The enemies within

All through childhood my mother would tell me: “You have to work hard to get whatever is in your destiny. But, remember, you can never get more than you are destined to get and never before the time that you are destined to get it.’’

I am reminded of that again as I watch senior BJP leader LK Advani fight against his destiny to get to the Prime Minister’s Office in New Delhi. Perhaps it is in his destiny, perhaps not. But he is, at least, putting up a great fight for it and it is good to see that the man who wanted us to believe that the BJP was a party with a difference, is himself now at the head of those differences with so many others in the organisation.

However, it is satisfying to know that what we have been saying all along about the BJP – that it is actually doing worse than the Congress even though the Congress might seem so scatter-brained and unable to hold its act together – is now being reiterated by the grand old man of that very party. And though it might be the real threat of the denial of his ambition to become PM that might have brought forth the realisation of something that was visible from miles away for anyone who cared to see, perhaps it is time for others in the BJP to heed Advani’s warning.

The party is usually better at hiding its bickering than is the Congress under similar cicumstances. Advani’s latest diatribe seems to be aimed at party president Nitin Gadkari but it is not just Advani who is attempting to bring him down a peg or two. Gadkari is already on record that he wants to contest the next election from Nagpur, a Congress fortress that alone stayed with the party even when it was swept out of Vidarbha by the Shiv Sena-BJP alliance in 2004. The only time the Congress conceded Nagpur to the BJP was when a party rebel – Banwarilal Purohit – brought a few Congress tricks to the bag when he had contested on a BJP ticket in the early Nineties. He soon fell out with both Gadkari and Pramod Mahajan, then general secretary in charge of Maharashtra, and returned to the Congress’s fold as did the constituency.
◆ ◆ ◆
[What to work on]:
(1) From the column on Advani and the BJP, reproduce the passage from "The enemies within" to "in the organisation." word for word.
(2) Condense the paragraph of the column on Advani and the BJP that begins "The party is usually better at hiding its bickering," keeping its main facts.

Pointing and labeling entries
◆ ◆ ◆
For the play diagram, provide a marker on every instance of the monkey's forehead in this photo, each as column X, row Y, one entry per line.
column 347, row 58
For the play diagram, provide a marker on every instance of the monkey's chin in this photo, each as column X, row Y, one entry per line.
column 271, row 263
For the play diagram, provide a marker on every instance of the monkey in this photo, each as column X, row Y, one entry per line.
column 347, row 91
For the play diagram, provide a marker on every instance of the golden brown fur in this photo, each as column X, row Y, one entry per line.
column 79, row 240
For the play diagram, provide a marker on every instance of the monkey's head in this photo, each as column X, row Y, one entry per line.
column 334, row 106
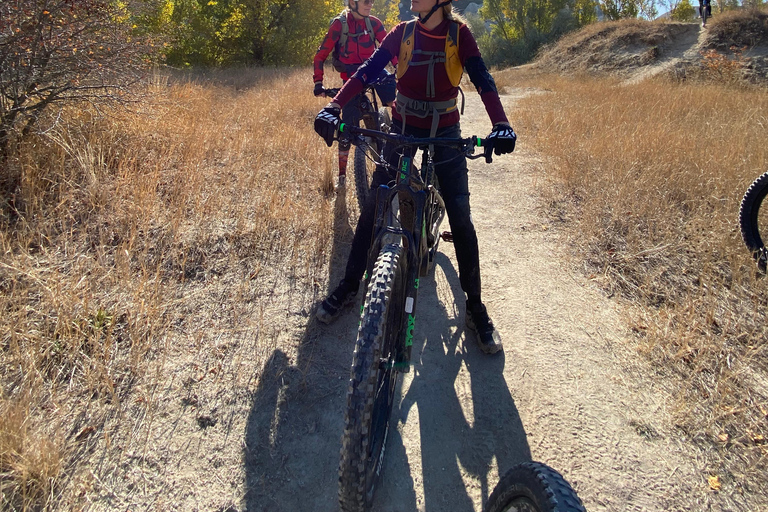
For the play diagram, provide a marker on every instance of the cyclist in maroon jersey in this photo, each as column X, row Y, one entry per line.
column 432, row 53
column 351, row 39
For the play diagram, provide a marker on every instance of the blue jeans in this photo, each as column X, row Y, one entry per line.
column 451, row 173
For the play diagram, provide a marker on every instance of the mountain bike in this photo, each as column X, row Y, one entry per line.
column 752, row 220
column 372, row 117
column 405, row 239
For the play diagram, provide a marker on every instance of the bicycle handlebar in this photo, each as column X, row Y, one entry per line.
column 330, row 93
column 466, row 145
◆ ◆ ◆
[Solutions to each task]:
(1)
The enemies within

All through childhood my mother would tell me: “You have to work hard to get whatever is in your destiny. But, remember, you can never get more than you are destined to get and never before the time that you are destined to get it.’’

I am reminded of that again as I watch senior BJP leader LK Advani fight against his destiny to get to the Prime Minister’s Office in New Delhi. Perhaps it is in his destiny, perhaps not. But he is, at least, putting up a great fight for it and it is good to see that the man who wanted us to believe that the BJP was a party with a difference, is himself now at the head of those differences with so many others in the organisation.

(2) The BJP generally conceals its internal quarrels better than the Congress does in similar situations. Advani's latest attack appears aimed at party president Nitin Gadkari, though Advani is not the only one trying to humble him. Gadkari has said he wants to contest the next election from Nagpur. Nagpur is a Congress stronghold that stayed with the party even when the Shiv Sena-BJP alliance swept it out of Vidarbha in 2004. The Congress lost Nagpur to the BJP only once, in the early Nineties, when the party rebel Banwarilal Purohit contested on a BJP ticket. Purohit later fell out with Gadkari and with Pramod Mahajan, then general secretary in charge of Maharashtra. He returned to the Congress, and the constituency did too.